╭──
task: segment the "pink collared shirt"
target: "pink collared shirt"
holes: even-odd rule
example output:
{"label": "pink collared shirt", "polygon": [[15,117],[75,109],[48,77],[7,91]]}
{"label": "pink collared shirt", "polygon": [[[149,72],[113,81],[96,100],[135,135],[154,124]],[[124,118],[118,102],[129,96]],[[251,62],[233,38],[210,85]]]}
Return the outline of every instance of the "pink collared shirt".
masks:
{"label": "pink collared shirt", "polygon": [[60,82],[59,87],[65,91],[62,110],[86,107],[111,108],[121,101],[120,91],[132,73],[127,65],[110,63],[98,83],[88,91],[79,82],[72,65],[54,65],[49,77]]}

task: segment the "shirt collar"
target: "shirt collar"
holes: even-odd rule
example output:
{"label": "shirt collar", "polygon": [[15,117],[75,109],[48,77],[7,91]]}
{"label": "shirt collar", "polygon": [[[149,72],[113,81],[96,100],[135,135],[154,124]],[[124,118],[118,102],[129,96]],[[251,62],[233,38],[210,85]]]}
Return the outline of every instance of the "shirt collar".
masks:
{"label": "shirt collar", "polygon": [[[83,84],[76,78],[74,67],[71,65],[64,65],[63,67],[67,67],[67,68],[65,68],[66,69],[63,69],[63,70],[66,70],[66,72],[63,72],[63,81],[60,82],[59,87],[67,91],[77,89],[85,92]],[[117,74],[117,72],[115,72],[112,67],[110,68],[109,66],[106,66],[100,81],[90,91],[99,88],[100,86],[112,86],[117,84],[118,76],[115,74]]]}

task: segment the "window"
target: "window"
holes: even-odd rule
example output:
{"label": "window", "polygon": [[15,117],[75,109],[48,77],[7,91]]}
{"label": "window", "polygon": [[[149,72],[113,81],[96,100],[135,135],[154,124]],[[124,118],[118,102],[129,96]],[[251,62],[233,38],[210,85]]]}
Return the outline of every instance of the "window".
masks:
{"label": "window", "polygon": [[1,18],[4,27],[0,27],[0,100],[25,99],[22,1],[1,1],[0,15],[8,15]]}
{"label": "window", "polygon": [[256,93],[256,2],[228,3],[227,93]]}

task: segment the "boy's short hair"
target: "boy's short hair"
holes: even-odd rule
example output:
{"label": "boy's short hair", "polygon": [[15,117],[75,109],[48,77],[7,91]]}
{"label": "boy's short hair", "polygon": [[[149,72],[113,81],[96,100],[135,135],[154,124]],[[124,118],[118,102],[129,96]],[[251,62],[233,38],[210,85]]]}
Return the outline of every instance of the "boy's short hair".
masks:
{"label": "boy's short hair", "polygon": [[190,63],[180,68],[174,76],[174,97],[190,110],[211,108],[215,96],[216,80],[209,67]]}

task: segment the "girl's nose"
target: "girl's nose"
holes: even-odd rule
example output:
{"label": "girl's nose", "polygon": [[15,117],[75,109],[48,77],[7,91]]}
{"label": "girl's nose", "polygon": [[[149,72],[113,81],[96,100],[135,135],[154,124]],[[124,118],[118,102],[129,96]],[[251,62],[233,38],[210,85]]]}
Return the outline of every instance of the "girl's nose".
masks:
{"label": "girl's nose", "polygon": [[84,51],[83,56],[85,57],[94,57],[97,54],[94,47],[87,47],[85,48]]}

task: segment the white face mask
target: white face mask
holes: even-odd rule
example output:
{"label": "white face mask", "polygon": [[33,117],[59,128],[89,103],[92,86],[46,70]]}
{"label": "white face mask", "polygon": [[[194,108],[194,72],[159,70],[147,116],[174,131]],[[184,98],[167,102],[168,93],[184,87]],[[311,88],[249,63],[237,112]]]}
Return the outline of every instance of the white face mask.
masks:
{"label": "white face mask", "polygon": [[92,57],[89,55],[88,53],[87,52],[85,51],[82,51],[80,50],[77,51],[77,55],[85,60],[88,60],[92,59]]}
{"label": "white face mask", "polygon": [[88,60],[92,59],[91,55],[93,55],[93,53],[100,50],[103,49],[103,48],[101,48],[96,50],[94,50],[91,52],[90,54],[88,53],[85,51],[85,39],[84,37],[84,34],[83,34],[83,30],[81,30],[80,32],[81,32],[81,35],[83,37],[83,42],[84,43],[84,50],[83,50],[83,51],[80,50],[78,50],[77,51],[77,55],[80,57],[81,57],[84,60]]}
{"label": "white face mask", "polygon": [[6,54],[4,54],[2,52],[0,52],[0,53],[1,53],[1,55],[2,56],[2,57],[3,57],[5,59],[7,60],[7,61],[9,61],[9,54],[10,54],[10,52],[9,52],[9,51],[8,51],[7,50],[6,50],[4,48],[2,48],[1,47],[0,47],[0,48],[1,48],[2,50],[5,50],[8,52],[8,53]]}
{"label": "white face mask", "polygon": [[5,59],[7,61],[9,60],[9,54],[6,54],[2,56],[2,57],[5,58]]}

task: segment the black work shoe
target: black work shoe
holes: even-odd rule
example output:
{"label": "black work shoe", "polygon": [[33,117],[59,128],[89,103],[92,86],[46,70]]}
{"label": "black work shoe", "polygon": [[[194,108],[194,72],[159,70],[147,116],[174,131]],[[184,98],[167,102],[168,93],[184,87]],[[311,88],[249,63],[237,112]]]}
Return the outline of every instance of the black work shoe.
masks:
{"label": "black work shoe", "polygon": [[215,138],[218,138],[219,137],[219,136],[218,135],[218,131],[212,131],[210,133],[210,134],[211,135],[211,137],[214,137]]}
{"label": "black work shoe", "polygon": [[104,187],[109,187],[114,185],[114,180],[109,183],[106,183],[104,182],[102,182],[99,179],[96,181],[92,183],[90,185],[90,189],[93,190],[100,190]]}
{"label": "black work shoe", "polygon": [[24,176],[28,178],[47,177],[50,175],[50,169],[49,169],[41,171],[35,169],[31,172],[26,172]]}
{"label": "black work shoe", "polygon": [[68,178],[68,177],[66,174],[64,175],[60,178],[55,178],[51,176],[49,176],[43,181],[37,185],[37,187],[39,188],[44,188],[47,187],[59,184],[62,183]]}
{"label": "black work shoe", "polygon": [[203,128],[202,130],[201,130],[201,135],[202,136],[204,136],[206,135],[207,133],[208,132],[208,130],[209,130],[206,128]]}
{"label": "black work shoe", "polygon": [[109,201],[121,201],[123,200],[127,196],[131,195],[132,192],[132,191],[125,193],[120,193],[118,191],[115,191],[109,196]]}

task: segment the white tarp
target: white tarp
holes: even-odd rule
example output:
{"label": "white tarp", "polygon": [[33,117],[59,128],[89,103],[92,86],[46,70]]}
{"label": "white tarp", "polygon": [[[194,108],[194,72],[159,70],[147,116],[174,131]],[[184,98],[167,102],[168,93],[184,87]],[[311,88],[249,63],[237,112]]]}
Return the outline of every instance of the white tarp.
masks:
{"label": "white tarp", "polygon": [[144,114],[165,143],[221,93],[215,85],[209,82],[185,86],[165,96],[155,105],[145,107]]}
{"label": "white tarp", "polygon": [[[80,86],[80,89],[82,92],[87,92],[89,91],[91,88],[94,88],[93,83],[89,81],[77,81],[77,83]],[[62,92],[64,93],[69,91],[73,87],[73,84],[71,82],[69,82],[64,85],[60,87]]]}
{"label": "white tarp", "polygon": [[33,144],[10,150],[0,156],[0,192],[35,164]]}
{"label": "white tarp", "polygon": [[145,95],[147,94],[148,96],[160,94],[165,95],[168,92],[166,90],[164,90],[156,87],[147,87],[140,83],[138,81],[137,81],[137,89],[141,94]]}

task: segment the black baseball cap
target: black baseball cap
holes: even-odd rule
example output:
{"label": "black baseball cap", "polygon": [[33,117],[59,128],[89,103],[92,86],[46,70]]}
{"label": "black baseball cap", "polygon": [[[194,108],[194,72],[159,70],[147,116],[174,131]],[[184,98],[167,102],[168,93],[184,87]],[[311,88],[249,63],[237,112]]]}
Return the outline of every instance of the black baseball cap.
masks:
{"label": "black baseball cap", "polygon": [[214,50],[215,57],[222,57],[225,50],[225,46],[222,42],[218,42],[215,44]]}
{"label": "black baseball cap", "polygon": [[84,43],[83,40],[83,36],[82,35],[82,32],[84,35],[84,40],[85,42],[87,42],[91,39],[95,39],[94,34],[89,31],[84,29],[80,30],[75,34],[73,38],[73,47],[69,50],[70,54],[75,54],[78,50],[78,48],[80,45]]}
╰──
_DIRECTION_
Find every line in the records that contains the string "pink" and copy each one out in full.

_FINISHED ANSWER_
task: segment the "pink collared shirt"
target: "pink collared shirt"
{"label": "pink collared shirt", "polygon": [[15,117],[75,109],[48,77],[7,91]]}
{"label": "pink collared shirt", "polygon": [[[149,72],[113,81],[96,100],[135,135],[154,124]],[[124,118],[118,102],[129,96]],[[251,62],[233,38],[210,85]]]}
Return the outline of every instance of the "pink collared shirt".
{"label": "pink collared shirt", "polygon": [[60,82],[59,87],[65,91],[62,110],[86,107],[111,108],[121,101],[120,91],[132,73],[127,65],[110,63],[98,83],[88,91],[79,82],[72,65],[54,65],[49,77]]}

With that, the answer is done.